| EXERCISE AIM |
Without including the pictures, copy each line below exactly as it reads.

**** PROVIDED ENTRIES

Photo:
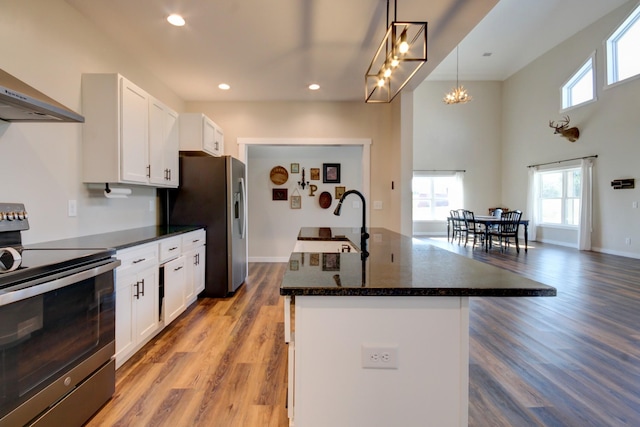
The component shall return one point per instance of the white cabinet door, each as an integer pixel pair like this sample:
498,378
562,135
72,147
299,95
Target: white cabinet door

********

| ANSWER BOX |
Photo:
The component shall return one point per instance of the white cabinet door, each as an integer pixel pair like this sample:
498,378
562,135
72,147
299,95
Target: white cabinet door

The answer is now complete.